(Point localization data)
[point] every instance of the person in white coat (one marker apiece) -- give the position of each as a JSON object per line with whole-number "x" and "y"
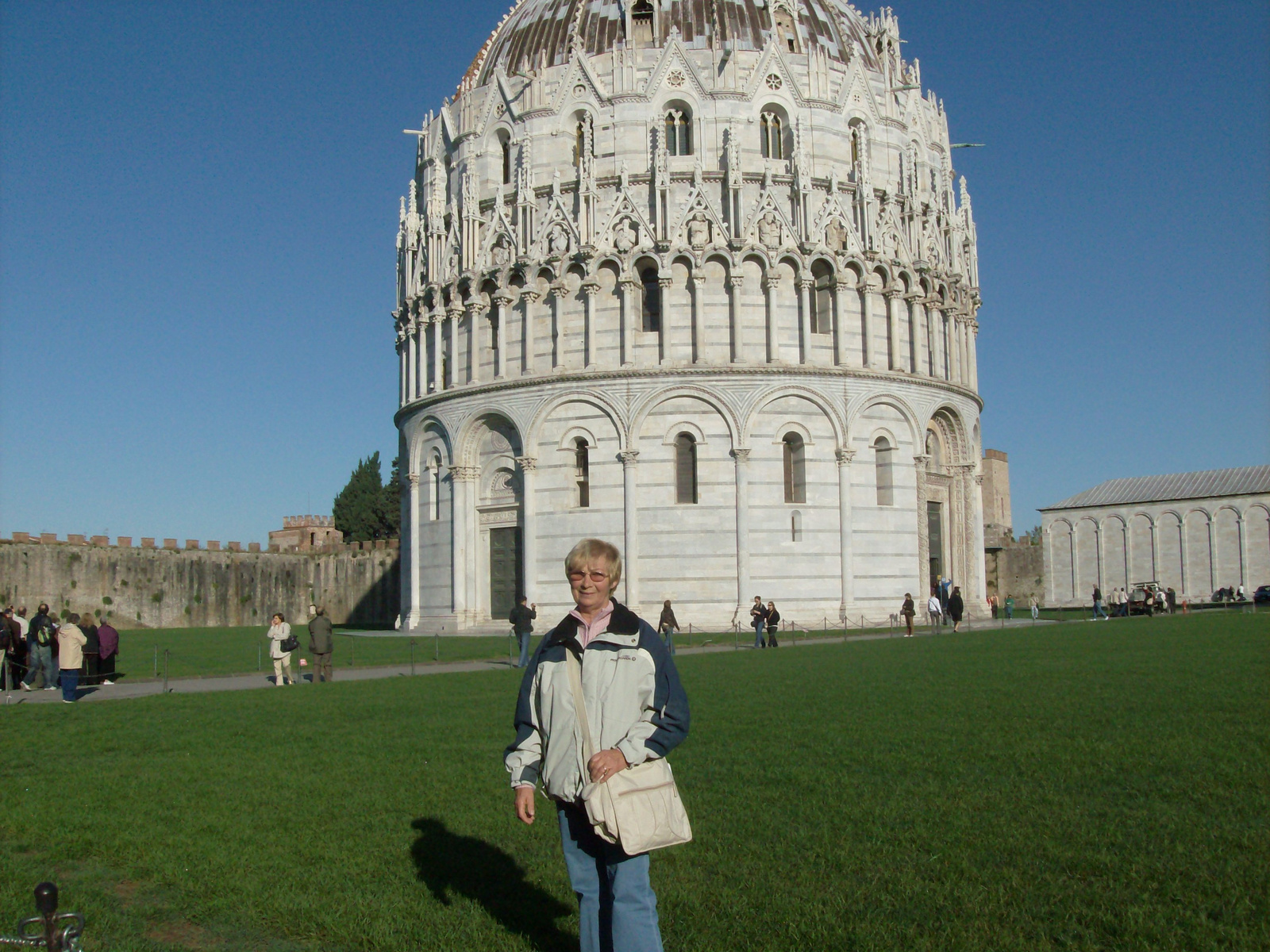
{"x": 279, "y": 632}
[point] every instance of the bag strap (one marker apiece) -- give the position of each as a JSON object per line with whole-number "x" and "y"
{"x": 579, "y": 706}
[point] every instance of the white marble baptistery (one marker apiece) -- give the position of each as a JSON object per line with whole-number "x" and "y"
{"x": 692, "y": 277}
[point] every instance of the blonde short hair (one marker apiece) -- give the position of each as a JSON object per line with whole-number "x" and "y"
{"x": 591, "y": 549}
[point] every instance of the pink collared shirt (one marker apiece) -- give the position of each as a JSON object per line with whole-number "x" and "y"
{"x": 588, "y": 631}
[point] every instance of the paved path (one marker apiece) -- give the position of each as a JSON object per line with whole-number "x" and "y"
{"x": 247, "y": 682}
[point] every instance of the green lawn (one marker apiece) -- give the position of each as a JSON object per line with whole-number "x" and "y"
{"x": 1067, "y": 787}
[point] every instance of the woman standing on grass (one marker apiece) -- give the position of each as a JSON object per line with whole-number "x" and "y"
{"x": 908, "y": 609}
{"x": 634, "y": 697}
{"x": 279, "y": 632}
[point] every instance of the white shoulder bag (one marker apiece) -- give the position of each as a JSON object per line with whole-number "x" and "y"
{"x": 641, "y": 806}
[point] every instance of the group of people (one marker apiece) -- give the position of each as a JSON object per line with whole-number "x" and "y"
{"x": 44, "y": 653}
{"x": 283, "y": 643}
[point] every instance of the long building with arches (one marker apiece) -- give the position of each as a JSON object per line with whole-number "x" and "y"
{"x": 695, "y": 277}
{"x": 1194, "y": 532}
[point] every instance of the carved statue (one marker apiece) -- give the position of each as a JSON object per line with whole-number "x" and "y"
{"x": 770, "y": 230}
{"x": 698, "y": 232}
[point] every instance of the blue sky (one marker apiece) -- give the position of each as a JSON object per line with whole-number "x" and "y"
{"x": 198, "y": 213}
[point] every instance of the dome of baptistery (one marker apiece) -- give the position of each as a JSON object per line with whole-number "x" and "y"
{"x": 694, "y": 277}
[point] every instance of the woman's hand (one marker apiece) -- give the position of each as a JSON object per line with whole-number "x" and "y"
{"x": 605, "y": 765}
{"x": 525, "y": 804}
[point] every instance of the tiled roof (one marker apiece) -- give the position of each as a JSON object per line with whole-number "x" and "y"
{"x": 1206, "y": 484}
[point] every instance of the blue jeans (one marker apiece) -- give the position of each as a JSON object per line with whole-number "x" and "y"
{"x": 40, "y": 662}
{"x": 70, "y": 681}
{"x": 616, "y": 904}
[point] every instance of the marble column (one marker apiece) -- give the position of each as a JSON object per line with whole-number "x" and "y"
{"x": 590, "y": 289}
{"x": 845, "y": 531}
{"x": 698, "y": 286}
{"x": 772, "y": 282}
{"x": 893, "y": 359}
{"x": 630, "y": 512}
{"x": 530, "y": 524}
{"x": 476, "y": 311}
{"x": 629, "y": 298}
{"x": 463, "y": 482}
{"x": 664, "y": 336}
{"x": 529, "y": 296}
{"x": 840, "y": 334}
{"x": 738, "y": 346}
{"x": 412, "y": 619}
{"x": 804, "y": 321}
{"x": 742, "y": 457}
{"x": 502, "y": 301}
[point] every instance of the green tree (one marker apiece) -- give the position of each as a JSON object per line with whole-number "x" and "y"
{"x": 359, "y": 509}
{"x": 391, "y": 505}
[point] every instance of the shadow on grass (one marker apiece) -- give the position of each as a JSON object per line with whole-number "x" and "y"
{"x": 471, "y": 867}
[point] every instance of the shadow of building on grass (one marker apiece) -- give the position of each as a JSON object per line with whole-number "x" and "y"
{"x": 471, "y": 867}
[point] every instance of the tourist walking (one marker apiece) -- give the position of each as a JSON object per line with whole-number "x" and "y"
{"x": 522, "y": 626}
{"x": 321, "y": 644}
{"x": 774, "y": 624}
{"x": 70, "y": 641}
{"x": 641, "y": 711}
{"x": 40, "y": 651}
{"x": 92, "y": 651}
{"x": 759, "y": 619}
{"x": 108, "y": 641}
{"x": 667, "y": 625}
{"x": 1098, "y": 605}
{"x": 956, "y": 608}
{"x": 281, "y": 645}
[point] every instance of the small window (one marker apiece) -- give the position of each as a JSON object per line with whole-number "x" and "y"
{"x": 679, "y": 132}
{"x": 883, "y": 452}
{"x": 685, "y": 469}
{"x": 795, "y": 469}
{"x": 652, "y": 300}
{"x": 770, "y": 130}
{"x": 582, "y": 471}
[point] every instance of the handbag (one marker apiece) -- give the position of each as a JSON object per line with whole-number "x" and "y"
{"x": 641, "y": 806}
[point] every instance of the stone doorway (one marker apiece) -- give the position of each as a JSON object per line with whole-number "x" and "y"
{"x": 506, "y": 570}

◆ **Exercise directions**: Every entry belongs in the answer exactly as written, but no picture does.

◆ **Final answer**:
[point] every instance of the person in white coat (one marker apiece) -- give the position of each as a JSON object per line with whole-number "x" and "y"
{"x": 279, "y": 632}
[point] every instance of the bag strap (one marker apiece) -- give the position of each as a JSON object per line with whole-number "x" and "y"
{"x": 579, "y": 706}
[point] every instance of the white marble baptistery (one marker apiece) -- give the position of each as a JSON object per line with whole-number "x" and "y"
{"x": 692, "y": 277}
[point] every instance of the blonde short hair (one marker apiece) -- give the position of each as a JSON object per line with whole-number "x" and "y"
{"x": 591, "y": 549}
[point] every instance of the pink collared shirt (one marker apiece) -- give the position of each as a JSON object per line with whole-number "x" and "y"
{"x": 588, "y": 631}
[point] every instance of the paved path (one marker apiece) -- give the position of each as a JSON object per line with whole-number "x" and "y"
{"x": 247, "y": 682}
[point] every instance of the green lawn (one marker apiece) -- give the position of each as a JSON object per line with whole-number "x" and "y"
{"x": 1067, "y": 787}
[point] every instance of the woman standing on grass (one marker apiece) -- give the position of each as a JSON object per line with whole-number "x" and "y"
{"x": 908, "y": 609}
{"x": 634, "y": 697}
{"x": 279, "y": 632}
[point] every instance of the white shoulder bag (one marker apiece) -- give the position of each as a JSON object per line with whole-number "x" and "y"
{"x": 641, "y": 806}
[point] every instance of the group of people (one marker apiece) -- give the position of each as a JSON object per line with whole-number "x" and "y"
{"x": 44, "y": 653}
{"x": 283, "y": 643}
[point] every instance of the long building with arches (one marker apiece) -- give the position of each as a JSON object per line with whole-number "x" and "y"
{"x": 695, "y": 277}
{"x": 1194, "y": 532}
[point] every instance of the carved statue (one marker apiece) -- give the position of each as a JSON object per line with whole-number "x" and "y"
{"x": 770, "y": 230}
{"x": 698, "y": 232}
[point] every instance of the blue sky (one marker apiece) -- give the position of each as a JSON object per line with whole-number "x" and "y"
{"x": 198, "y": 213}
[point] every instance of the dome of baptistery (one marker apiece) -- give the position of each as a JSON object per line with whole-number "x" and "y"
{"x": 694, "y": 277}
[point] every instance of the woman's hand (one marker apiece) -- give the position of each as a JSON object per line with whole-number "x" and "y"
{"x": 605, "y": 765}
{"x": 525, "y": 804}
[point] every instance of the tiled roof (one marker apiece) -- give the position of each as a JSON object per line with whole-number "x" and "y"
{"x": 1206, "y": 484}
[point] every instance of the blue jeans (one marker apiece) -- give the position of each as a JSON object per line with whole-number "x" and "y"
{"x": 40, "y": 662}
{"x": 70, "y": 681}
{"x": 616, "y": 904}
[point] every instance of the marble column (one marker apiece) -- give the position of each as a JSON object per line with whole-number "x" and "y"
{"x": 590, "y": 289}
{"x": 845, "y": 531}
{"x": 698, "y": 286}
{"x": 772, "y": 282}
{"x": 893, "y": 359}
{"x": 630, "y": 512}
{"x": 530, "y": 524}
{"x": 476, "y": 311}
{"x": 629, "y": 298}
{"x": 463, "y": 482}
{"x": 664, "y": 336}
{"x": 529, "y": 296}
{"x": 840, "y": 334}
{"x": 738, "y": 346}
{"x": 412, "y": 619}
{"x": 804, "y": 321}
{"x": 742, "y": 457}
{"x": 502, "y": 301}
[point] every instance of the green tree (one marker apiece) -- give the position of each as a JSON object per line with whole-number "x" and "y"
{"x": 359, "y": 509}
{"x": 391, "y": 505}
[point] every instance of the shadow on grass (one marker apiece) -- give the position of each as a JSON object per line with whole-number "x" and "y"
{"x": 471, "y": 867}
[point] every instance of the shadow of building on grass (one marker apiece) -- give the position of each as a JSON object per line with whole-number "x" and "y"
{"x": 471, "y": 867}
[point] every instance of the tourist walking (one marker apiece) -- give the position of each as a JSON object per line with whole-number "x" and "y"
{"x": 522, "y": 626}
{"x": 321, "y": 644}
{"x": 774, "y": 624}
{"x": 70, "y": 641}
{"x": 641, "y": 711}
{"x": 40, "y": 651}
{"x": 92, "y": 651}
{"x": 759, "y": 619}
{"x": 108, "y": 641}
{"x": 667, "y": 625}
{"x": 1098, "y": 605}
{"x": 956, "y": 608}
{"x": 281, "y": 645}
[point] every instance of the small window (one marker apiece) -- give the position of each as a JSON object per line with whole-number "x" and "y"
{"x": 679, "y": 132}
{"x": 883, "y": 452}
{"x": 685, "y": 469}
{"x": 795, "y": 469}
{"x": 652, "y": 300}
{"x": 770, "y": 130}
{"x": 582, "y": 471}
[point] every instance of the handbag (one marker apiece) -- give the position of each as a JSON object per line with whole-number "x" and "y"
{"x": 641, "y": 806}
[point] every instance of the stone doorway (one marker apiece) -- give the position of each as a JSON object per line with whole-number "x" and "y"
{"x": 506, "y": 570}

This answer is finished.